Am 20.4. betätigt die Mutter von René M. um ca. 19 Uhr den Notruf und bittet um Hilfe. Ihr Sohn habe ihren Lebensgefährten angeschossen. Als die Polizisten der Spezialeinheit Cobra eintreffen, hat sich der mutmaßliche Täter am Dachboden verschanzt und liefert sich mit ihnen einen Schusswechsel, während im Erdgeschoss der Stiefvater bzw. Lebensgefährte der Mutter trotz Erster Hilfe verblutet. René M. wird um 23 Uhr von der Cobra überwältigt, festgenommen und mit leichten Schussverletzungen in das Krankenhaus gebracht.
Wie die ersten Ermittlungen ergeben, war die Tatwaffe illegal. René M. besaß auch keinen Waffenschein und hat sich nach eigenen Angaben die Pistole bei seinem Nachbarn „besorgt“. Am 25.4. findet deshalb im Haus des Nachbarn F. (68) eine polizeiliche Razzia statt, bei der etliche Waffen sichergestellt werden. Zuvor war der Nachbar Gottfried F. tot in seinem Auto in einem Wald bei Emmersdorf aufgefunden worden – mit einer Schusswunde im Kopf und der Pistole neben sich.

****************

#### [Aufgabenstellung]
Beantworte diese Fragen zum Bericht über die Schüsse:
(a) Um wie viel Uhr wurde René M. von der Cobra überwältigt?
(b) An welchem Tag fand die Razzia im Haus des Nachbarn statt?
(c) Wo wurde Gottfried F. tot aufgefunden?
Die nachstehenden Zeilen werden nicht gebraucht.

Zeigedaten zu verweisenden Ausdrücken
****************

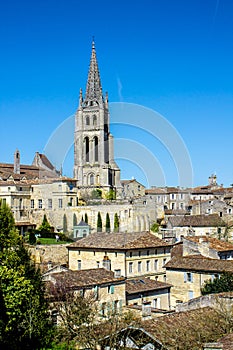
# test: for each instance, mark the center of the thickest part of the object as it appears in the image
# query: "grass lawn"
(51, 241)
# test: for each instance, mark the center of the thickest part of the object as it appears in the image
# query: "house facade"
(131, 254)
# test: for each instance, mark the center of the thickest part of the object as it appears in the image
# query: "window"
(54, 315)
(103, 309)
(130, 267)
(96, 292)
(190, 294)
(96, 153)
(40, 203)
(111, 289)
(86, 146)
(188, 277)
(91, 179)
(94, 120)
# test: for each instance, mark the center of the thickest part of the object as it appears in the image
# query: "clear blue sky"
(173, 56)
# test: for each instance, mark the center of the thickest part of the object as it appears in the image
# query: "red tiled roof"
(213, 243)
(211, 220)
(86, 278)
(119, 241)
(199, 263)
(144, 284)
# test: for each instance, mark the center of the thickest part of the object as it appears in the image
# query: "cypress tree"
(86, 218)
(107, 223)
(116, 223)
(64, 223)
(99, 223)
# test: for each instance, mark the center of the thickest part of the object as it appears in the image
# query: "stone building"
(107, 289)
(196, 225)
(131, 254)
(94, 164)
(195, 261)
(187, 275)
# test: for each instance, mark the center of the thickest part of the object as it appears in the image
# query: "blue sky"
(174, 57)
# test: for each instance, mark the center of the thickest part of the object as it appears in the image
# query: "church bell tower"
(94, 165)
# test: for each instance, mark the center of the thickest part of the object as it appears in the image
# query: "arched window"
(94, 120)
(86, 147)
(91, 179)
(96, 147)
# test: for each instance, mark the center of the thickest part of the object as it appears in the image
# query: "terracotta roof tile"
(213, 243)
(120, 241)
(211, 220)
(86, 278)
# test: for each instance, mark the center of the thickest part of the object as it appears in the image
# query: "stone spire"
(94, 89)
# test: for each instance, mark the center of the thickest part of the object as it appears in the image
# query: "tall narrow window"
(96, 149)
(86, 145)
(91, 179)
(94, 120)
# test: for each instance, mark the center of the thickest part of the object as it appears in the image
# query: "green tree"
(99, 223)
(65, 228)
(24, 321)
(218, 285)
(107, 223)
(116, 223)
(75, 222)
(86, 218)
(45, 229)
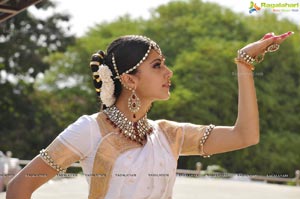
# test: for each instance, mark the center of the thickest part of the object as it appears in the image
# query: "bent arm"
(245, 132)
(31, 177)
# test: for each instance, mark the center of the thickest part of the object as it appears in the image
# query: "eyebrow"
(157, 59)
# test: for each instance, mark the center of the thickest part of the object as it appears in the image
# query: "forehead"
(154, 54)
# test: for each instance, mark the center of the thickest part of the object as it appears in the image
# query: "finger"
(276, 39)
(268, 35)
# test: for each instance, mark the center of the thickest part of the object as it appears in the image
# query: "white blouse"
(146, 172)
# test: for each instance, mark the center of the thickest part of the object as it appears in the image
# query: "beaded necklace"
(135, 131)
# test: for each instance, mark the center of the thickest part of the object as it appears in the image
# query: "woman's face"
(153, 78)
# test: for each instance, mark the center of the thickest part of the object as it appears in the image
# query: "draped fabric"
(116, 167)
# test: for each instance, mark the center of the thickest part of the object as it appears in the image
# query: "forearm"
(247, 123)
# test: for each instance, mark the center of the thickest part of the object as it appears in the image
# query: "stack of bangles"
(247, 60)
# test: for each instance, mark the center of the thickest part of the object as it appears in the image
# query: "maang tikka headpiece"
(134, 102)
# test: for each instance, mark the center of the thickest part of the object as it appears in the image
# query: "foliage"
(25, 40)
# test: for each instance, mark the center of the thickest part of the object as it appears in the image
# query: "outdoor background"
(45, 80)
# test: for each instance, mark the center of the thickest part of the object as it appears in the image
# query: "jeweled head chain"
(152, 45)
(104, 84)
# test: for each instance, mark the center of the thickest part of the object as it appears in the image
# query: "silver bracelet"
(207, 132)
(246, 57)
(50, 161)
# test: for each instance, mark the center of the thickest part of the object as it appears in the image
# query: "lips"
(168, 84)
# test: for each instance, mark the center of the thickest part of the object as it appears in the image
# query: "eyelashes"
(157, 65)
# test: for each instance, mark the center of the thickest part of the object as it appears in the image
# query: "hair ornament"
(108, 86)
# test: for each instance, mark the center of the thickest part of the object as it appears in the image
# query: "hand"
(261, 46)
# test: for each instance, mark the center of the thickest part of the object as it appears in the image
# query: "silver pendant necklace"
(135, 131)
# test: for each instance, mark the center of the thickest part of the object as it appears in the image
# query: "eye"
(157, 65)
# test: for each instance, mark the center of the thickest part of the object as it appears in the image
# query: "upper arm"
(32, 176)
(223, 139)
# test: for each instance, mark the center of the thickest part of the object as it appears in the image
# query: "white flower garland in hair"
(108, 86)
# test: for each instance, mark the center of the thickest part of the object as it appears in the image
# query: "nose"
(169, 72)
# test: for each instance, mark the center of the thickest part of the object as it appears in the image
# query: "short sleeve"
(73, 144)
(81, 135)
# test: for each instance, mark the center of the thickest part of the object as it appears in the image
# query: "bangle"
(45, 156)
(246, 57)
(207, 132)
(242, 61)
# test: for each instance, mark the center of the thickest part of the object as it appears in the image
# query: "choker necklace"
(135, 131)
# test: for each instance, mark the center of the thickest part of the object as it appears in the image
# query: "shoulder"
(168, 125)
(82, 135)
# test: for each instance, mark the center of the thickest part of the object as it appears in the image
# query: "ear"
(129, 80)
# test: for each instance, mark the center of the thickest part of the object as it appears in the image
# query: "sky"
(97, 11)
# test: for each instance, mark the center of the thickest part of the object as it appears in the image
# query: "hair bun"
(96, 60)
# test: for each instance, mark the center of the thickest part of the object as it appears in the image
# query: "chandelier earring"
(134, 103)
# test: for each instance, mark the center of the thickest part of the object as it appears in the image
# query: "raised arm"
(245, 132)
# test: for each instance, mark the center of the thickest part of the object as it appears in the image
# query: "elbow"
(253, 139)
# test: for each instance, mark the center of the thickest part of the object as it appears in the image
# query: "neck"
(122, 105)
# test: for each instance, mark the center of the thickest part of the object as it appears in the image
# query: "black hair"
(127, 50)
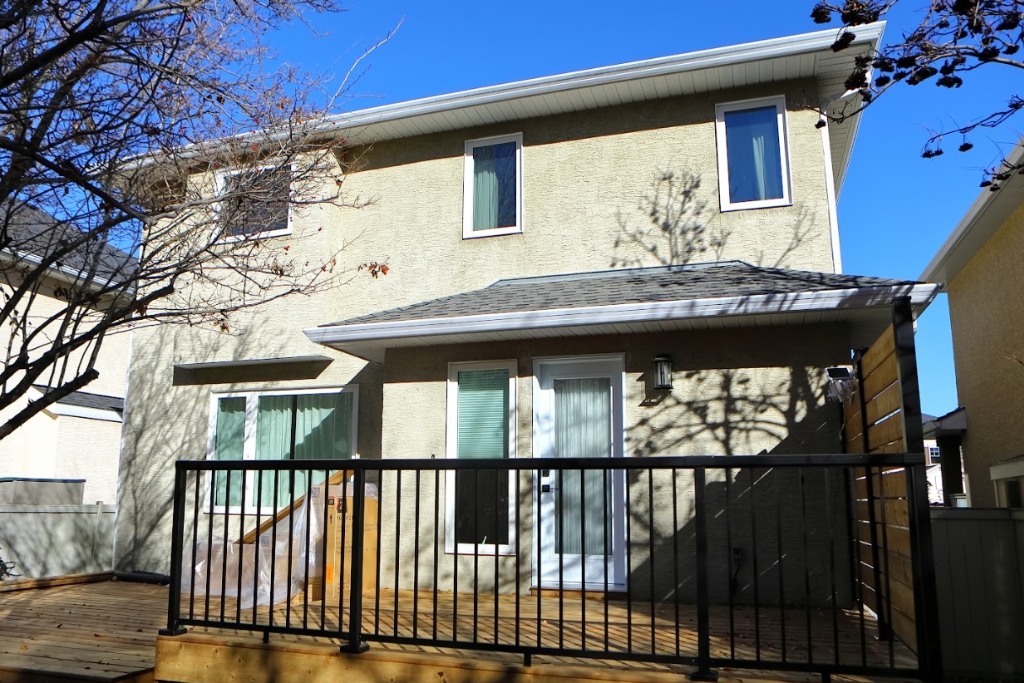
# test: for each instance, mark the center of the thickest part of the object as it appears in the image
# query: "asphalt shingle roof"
(85, 399)
(701, 281)
(30, 230)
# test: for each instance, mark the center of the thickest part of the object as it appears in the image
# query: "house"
(584, 270)
(79, 436)
(978, 265)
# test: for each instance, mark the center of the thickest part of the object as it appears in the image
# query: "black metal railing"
(742, 561)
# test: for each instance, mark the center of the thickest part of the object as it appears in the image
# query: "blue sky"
(895, 208)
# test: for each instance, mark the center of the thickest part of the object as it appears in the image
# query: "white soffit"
(866, 310)
(989, 211)
(777, 59)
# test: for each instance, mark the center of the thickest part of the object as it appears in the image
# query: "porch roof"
(731, 294)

****************

#### [Schriftliche Antwort]
(a) Um 23 Uhr.
(b) Am 25.4.
(c) In seinem Auto in einem Wald bei Emmersdorf.